Segment Open

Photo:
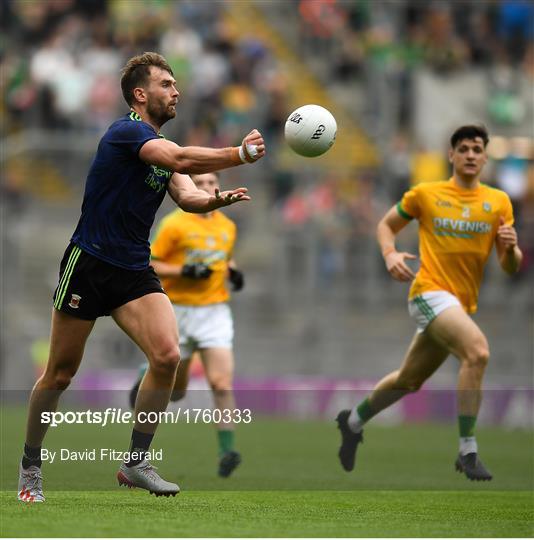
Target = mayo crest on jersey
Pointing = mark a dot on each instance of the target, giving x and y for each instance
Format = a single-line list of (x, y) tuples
[(185, 238), (122, 195), (457, 230)]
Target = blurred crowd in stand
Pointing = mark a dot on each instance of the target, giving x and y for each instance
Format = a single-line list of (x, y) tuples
[(60, 62)]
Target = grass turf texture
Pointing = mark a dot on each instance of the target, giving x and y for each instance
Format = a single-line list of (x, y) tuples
[(290, 484)]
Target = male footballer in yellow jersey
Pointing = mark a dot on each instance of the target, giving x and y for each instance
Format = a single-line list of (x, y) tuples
[(459, 222), (192, 253)]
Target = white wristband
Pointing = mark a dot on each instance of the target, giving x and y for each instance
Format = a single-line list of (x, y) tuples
[(252, 151)]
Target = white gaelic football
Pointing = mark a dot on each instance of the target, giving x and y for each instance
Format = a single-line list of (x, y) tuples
[(310, 130)]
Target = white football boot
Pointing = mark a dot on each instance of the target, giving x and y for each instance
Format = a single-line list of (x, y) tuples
[(30, 484), (144, 476)]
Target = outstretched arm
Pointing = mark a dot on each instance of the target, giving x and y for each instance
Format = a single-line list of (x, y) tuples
[(508, 252), (386, 231), (197, 159), (188, 197)]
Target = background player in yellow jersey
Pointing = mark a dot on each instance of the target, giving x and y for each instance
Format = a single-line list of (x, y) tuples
[(459, 222), (192, 253)]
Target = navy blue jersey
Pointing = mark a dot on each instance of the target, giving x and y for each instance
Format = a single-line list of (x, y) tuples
[(122, 196)]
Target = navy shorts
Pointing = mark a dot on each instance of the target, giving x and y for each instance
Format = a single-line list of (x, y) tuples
[(90, 288)]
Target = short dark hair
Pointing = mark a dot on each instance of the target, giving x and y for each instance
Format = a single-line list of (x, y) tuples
[(137, 71), (471, 132)]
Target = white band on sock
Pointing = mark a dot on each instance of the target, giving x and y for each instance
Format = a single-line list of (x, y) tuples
[(468, 445), (354, 422)]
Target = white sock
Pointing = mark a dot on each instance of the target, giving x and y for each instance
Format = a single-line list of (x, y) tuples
[(354, 421), (468, 445)]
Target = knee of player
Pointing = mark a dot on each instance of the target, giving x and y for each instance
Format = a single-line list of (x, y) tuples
[(59, 380), (408, 384), (477, 355), (166, 359)]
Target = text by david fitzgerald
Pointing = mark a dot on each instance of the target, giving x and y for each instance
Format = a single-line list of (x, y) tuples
[(99, 454)]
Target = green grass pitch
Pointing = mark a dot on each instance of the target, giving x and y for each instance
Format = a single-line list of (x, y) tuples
[(289, 484)]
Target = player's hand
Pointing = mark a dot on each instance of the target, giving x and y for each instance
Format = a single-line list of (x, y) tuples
[(396, 266), (226, 198), (237, 279), (196, 271), (252, 148), (506, 235)]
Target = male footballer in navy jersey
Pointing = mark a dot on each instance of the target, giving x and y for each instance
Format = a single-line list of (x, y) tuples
[(106, 271)]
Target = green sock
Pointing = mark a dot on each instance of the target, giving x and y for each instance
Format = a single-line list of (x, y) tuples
[(467, 425), (226, 440), (364, 410)]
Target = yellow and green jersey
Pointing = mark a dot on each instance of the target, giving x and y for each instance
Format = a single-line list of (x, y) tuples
[(185, 238), (457, 230)]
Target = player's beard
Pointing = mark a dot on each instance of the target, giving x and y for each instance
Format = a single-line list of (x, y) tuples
[(160, 112)]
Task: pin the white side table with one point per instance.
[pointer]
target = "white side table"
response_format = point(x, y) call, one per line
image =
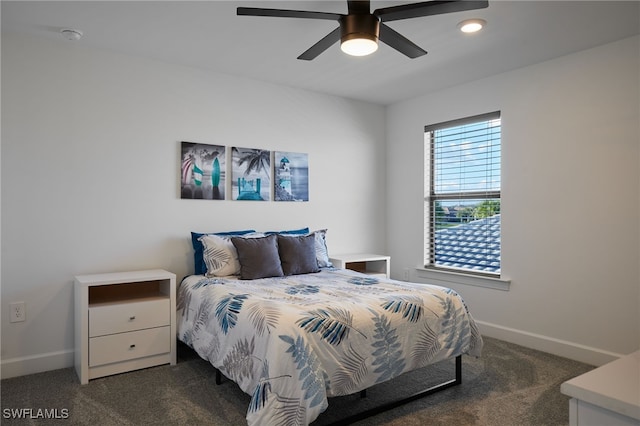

Segment Closed

**AIM OF THE TASK:** In your copy of the records above, include every line exactly but no pictures.

**EXERCISE RESULT:**
Photo:
Target = mayo crest on jersey
Pointing = mark a dot on each instance of the target, giving x and y for each instance
Format = a single-line list of (x, y) tuples
[(185, 238), (122, 195), (457, 230)]
Target = blurred crowd in stand
Pointing = mark a dot on each instance of the target, giving x and y for each instance
Format = a single-line list of (x, y) tuples
[(60, 62)]
Target = grass turf texture
Pointing = mark a dot on each instance of the target, giving x and y for each instance
Format = a single-line list of (x, y) tuples
[(290, 484)]
Target = male footballer in yellow jersey
Pointing = mark a dot on each instance of the target, giving x and y for each instance
Format = a single-line list of (x, y) tuples
[(459, 222), (192, 253)]
Target = white wristband
Pointing = mark a dot on each instance of the target, giving x and y for each instance
Format = a single-line list of (x, y) tuples
[(252, 151)]
Target = white gaelic football
Pointing = mark a dot on each instance of the target, giving x and y for each instance
Format = a single-line list of (x, y) tuples
[(310, 130)]
Target = white football boot
Pointing = mark a dot on each instance of the target, giving x and y for each instance
Format = a single-line list of (x, y) tuples
[(30, 484), (144, 476)]
Target = outstretched arm
Pointing = mark a dot on each instance of the target, giving x and y for each instance
Format = a single-line list of (x, y) tuples
[(508, 252), (386, 231), (197, 159), (188, 197)]
Target = background player in yellow jersey
Pointing = mark a dot on each instance of the target, giving x and y for each instance
Format = a single-line list of (x, y) tuples
[(459, 222), (192, 253)]
Target = navy blue jersey
Pointing = mark a dot on each instance of the target, giving x and y for each instance
Format = a single-line list of (x, y) tuples
[(122, 196)]
Target = navy shorts
Pointing = mark a dot on each instance of the target, giving x and y for each instance
Format = a single-line list of (x, y) tuples
[(90, 288)]
Target = short dark hair
Pointing = mark a dot on each instance of the target, giving x and y for each instance
Format = a single-line list of (x, y) tuples
[(137, 71), (471, 132)]
Target = white band on sock
Pointing = mark a dot on each instance of the target, giving x and y for each instance
Format = a single-line list of (x, y) tuples
[(468, 445), (354, 422)]
Target = white sock
Pointing = mark a dot on each instance of the target, giving x and y for each instance
Format = a single-line list of (x, y) tuples
[(354, 421), (468, 445)]
Target = knee of player
Pointing = mark a dot on each instance of the target, giving x and y for each instance
Format = a single-line list of (x, y) tuples
[(59, 380), (408, 384), (477, 355), (166, 359)]
Target = text by david fitzgerald
Pointing = mark a dot on each instance of the target, giving x and y for each instance
Format = a single-line list of (x, y) tuples
[(99, 454)]
Target = green grass pitch
Pointing = mark a dot on each instance of the target, giving x and y for each instance
Format = a single-line list of (x, y) tuples
[(289, 484)]
Target = player's hand
Pointing = mark a dot on each instance of the target, giving x and y for each instance
Format = a single-line list of (x, y) tuples
[(396, 266), (226, 198), (237, 279), (196, 271), (252, 148), (506, 235)]
Target = male footballer in navy jersey
Pointing = mark a dot on each instance of the target, giving x and y for each instance
Format = a single-line list of (x, y) tuples
[(106, 271)]
Target = green sock
Pointing = mark a dot on each instance of the target, giving x and y for each instance
Format = a single-line list of (x, y) tuples
[(467, 425), (226, 440), (364, 410)]
Target = yellow and green jersey
Pointing = mark a dot on each instance of the target, giving x and y for each instance
Format = a single-line list of (x, y) tuples
[(185, 238), (457, 230)]
Target = player's beard
Pointing = mark a dot on each instance of the target, giving x and y for each instance
Format = a single-line list of (x, y) tuples
[(160, 112)]
Task: pin the white side table with one point per instance.
[pointer]
target = "white side table"
response_format = point(x, y) call, one per line
image =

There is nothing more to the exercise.